§ Task description
What is needed here is every entry, retyped exactly.

Region pointing data:
::::::::::

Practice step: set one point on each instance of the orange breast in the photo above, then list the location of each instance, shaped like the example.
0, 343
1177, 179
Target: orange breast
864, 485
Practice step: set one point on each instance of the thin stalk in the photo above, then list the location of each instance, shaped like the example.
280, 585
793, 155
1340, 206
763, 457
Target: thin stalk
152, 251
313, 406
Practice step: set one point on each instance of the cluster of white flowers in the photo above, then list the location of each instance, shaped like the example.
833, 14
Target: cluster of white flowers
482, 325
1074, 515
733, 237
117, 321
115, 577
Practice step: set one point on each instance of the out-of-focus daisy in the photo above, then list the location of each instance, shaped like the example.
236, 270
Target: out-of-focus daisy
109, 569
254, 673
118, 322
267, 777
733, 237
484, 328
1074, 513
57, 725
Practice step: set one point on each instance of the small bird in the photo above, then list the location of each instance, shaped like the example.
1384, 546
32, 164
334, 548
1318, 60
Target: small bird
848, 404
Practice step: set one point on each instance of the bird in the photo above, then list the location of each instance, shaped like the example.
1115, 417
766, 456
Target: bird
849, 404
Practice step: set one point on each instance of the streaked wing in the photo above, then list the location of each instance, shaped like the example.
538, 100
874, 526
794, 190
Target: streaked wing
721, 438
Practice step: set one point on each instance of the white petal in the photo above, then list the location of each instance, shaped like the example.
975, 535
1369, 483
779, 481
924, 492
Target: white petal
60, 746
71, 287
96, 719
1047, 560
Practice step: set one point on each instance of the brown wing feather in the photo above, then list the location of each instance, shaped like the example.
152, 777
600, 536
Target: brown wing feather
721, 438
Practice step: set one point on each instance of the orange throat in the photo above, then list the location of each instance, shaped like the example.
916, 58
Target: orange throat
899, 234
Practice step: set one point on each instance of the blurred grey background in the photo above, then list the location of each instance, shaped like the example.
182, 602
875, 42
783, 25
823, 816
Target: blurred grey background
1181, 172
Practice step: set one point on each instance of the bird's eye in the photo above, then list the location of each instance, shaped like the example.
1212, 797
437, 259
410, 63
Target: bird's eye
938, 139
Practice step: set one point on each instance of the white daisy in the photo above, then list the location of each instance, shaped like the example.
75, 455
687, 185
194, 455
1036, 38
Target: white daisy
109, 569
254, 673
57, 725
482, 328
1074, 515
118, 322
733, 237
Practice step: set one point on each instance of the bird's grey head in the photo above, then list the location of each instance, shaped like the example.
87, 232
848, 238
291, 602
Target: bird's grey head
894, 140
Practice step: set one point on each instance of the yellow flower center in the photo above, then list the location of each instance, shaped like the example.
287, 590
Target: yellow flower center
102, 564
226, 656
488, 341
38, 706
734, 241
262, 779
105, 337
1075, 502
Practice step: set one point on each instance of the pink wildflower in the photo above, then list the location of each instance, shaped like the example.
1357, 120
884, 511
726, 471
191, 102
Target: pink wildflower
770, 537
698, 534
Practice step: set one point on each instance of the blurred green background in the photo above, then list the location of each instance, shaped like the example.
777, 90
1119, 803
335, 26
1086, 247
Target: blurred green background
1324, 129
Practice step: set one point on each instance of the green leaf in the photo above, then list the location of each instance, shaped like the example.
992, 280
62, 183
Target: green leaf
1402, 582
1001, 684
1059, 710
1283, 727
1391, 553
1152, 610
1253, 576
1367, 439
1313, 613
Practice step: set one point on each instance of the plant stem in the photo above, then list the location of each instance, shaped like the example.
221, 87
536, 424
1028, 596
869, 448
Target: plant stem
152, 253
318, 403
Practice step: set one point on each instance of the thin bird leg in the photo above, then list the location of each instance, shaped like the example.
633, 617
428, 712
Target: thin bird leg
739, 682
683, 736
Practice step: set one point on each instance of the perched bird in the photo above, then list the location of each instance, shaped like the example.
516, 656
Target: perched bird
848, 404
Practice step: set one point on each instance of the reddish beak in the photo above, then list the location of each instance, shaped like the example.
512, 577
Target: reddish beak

::::::::::

§ Solution to the exercise
Practice step: set one point on each instance of the orange breast in the photo above, then list the location of each instance, shaped like the example.
0, 343
1177, 179
Target: orange breast
864, 485
Practice step: set one point on each instance of the thin stalk in the photo above, then list the location of each instance, shaped like the example.
280, 585
793, 155
1340, 206
763, 457
Target: thin stalk
152, 251
313, 406
Practice step: set one point on each instance of the cluster of white flowers in the photo above, then list the location of each instance, shaped like the example.
833, 14
Target: cluster of white flowers
482, 325
1074, 515
733, 237
117, 321
115, 577
Practice step: set one point on each instance of the out-of-focus daisy in the photo above, then list the location of each instance, shaped like the example.
236, 270
Target: out-of-focus daisy
109, 569
254, 673
118, 322
267, 777
733, 237
484, 328
1074, 513
57, 725
Practice step: set one point on each instance of the small bird in the photo above, then list the location of each instance, shaped like the example.
1384, 546
32, 164
334, 548
1318, 60
Target: small bird
848, 404
Practice step: set one point on each instance of the bird in the photo above, then list the location of each instance, shaped like the example.
1115, 417
766, 456
Target: bird
849, 404
Practice step: set one point on each instance of the streaked wing in the photo above, then list the location of each instance, shaped like the example.
538, 100
874, 526
794, 190
Target: streaked wing
721, 438
Practice step: set one point on each instance of the white petal in the photo above, then list the location of each instance, shaped like the example.
975, 535
1369, 483
779, 481
924, 492
Target: white petal
60, 746
71, 287
96, 719
1047, 560
Practice step: set one point on each instance of the brown wing feather in the photo above, then list the location of each instance, shaped like the example.
152, 777
600, 536
Target: brown wing feather
721, 438
Practice step: set one point on each instance of the orange throat in the photo above, then list the location of each instance, shaped like the example.
916, 58
Target: orange throat
899, 234
Practice step: set one point on each instance of the blurred grey background in the photo above, then list the location of each instance, shaped like the example.
182, 602
875, 42
783, 25
823, 816
Target: blurred grey background
1181, 172
Practice step: set one point on each instance of the bird's eye in the photo above, then list the location of each instance, shaped like the example.
1212, 797
437, 259
410, 63
Target: bird's eye
938, 139
Practice step: set one point on each instance of the white daisy in the photo above, then list the location of each instance, shaped like the example.
75, 455
687, 185
194, 455
1036, 38
Target: white daisy
109, 569
254, 673
57, 725
482, 328
1074, 515
118, 322
733, 237
Practice step: set one point on each instance of the bird's grey head in the photo above, then list the location of each instance, shaped like the example.
87, 232
848, 238
291, 602
Target: bird's grey head
894, 140
Practice step: set one point on each instance of the yellow flower center in the photo above, then list the location of each instance, shaped like the example.
287, 590
Target: yellow flower center
102, 564
226, 656
488, 341
38, 706
734, 241
262, 779
105, 337
1075, 502
Practice step: set one point on each instance of the pink wildflower in the photo above, then list the location of each instance, shaped like the example.
1357, 120
884, 511
726, 471
191, 102
Target: pink wildflower
770, 537
698, 534
Practice step: set one point on each instance of the blurred green background in the photo above, then list the location of each instance, shaped like the example.
777, 90
1119, 803
335, 26
1086, 247
Target: blurred green background
1324, 129
Practice step: set one point on each instance of the green leaf in the photo above, then list the location of each instance, shaped like the example.
992, 280
62, 183
Target: green leaf
1402, 582
1001, 684
1059, 710
1283, 727
1391, 553
1152, 610
1253, 576
1367, 439
1313, 613
Practice step: set one point on each instance of the plant stem in the photo above, then list the location of each instance, shaped like the example.
221, 87
536, 424
1028, 596
869, 448
Target: plant stem
152, 253
318, 403
Practice step: set one point on each instance of the thin bird leg in the photo above, then list the location of each instance, shaped like the example.
633, 617
428, 712
Target: thin bird leg
739, 682
683, 736
Practice step: set one point on each instance of the perched bird in the photo above, then list the location of each instance, shaped like the example.
516, 656
Target: perched bird
848, 404
Practice step: set one point on each instance of the reddish beak in the photo above, then list the location of each instance, shaped like the example.
512, 577
Target: reddish beak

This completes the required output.